— begin MATERIALS PROVIDED —
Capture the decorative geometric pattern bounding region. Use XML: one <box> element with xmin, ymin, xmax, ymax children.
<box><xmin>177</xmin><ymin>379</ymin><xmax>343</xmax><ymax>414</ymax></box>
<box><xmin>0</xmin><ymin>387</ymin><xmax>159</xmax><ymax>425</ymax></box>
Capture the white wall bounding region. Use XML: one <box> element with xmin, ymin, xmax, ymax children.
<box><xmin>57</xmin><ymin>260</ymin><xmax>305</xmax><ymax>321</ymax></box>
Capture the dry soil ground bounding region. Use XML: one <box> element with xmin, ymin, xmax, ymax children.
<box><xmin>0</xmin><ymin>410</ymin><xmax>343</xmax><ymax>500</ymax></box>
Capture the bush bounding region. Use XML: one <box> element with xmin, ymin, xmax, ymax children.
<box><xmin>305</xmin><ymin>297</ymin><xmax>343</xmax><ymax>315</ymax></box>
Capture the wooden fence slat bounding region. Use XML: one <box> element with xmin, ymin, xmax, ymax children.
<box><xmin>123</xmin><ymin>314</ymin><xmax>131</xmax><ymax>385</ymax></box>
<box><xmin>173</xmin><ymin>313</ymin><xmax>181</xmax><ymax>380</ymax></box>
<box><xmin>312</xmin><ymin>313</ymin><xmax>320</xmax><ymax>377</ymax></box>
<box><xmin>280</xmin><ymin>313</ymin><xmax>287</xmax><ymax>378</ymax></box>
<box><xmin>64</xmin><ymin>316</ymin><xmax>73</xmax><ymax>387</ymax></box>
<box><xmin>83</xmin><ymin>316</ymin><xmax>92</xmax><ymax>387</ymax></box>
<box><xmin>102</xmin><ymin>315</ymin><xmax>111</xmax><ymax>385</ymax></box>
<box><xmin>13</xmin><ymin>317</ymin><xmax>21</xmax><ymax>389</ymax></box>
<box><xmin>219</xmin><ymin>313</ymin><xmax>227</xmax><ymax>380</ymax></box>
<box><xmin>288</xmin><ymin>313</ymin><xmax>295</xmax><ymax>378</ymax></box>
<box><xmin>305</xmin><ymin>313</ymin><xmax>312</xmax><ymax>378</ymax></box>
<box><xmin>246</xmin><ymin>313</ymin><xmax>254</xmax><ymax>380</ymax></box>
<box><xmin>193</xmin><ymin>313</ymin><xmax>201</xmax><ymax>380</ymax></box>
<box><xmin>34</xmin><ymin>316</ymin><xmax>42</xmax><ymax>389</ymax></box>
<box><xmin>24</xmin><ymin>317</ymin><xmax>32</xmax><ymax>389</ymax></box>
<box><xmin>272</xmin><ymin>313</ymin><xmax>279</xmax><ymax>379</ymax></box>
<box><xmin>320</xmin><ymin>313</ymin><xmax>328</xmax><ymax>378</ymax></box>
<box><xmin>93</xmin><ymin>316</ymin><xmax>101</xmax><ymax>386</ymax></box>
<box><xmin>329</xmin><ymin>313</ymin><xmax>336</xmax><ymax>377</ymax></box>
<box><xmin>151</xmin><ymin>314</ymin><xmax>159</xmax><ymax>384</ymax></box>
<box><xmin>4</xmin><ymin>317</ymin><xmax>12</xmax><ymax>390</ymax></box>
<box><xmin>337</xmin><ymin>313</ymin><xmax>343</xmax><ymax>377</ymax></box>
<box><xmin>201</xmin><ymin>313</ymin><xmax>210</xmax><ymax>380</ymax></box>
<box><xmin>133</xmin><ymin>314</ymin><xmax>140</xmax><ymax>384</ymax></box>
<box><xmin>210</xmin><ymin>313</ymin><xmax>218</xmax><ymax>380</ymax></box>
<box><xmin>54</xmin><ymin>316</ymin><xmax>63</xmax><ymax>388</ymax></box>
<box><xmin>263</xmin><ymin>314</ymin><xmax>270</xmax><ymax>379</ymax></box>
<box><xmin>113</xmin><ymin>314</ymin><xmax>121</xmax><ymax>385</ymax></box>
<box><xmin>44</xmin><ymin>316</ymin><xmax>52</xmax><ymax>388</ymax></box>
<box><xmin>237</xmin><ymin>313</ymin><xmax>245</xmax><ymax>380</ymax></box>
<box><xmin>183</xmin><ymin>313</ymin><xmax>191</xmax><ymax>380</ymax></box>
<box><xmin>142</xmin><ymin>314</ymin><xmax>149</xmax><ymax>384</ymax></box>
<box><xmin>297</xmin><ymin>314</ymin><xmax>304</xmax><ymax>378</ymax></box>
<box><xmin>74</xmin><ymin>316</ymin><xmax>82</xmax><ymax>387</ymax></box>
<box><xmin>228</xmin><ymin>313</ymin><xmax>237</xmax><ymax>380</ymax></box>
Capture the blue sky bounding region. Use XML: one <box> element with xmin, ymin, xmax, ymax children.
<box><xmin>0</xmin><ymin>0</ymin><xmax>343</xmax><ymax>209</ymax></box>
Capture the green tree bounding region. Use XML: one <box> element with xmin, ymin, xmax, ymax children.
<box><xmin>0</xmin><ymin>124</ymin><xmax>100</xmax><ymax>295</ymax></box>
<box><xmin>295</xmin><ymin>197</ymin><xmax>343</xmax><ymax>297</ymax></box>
— end MATERIALS PROVIDED —
(GIVEN INSTRUCTION) Rescale the stretch from the line containing "Capture the green" through the end of the data. Write out every line in that stretch again, changing only the xmin, ymin, xmax and ymax coordinate values: multiply each by 2 and round it to a whole number, with halves rounding up.

(TASK ANSWER)
Capture the green tree bounding region. Use XML: one <box> element with xmin, ymin, xmax, ymax children.
<box><xmin>0</xmin><ymin>248</ymin><xmax>200</xmax><ymax>590</ymax></box>
<box><xmin>590</xmin><ymin>394</ymin><xmax>686</xmax><ymax>594</ymax></box>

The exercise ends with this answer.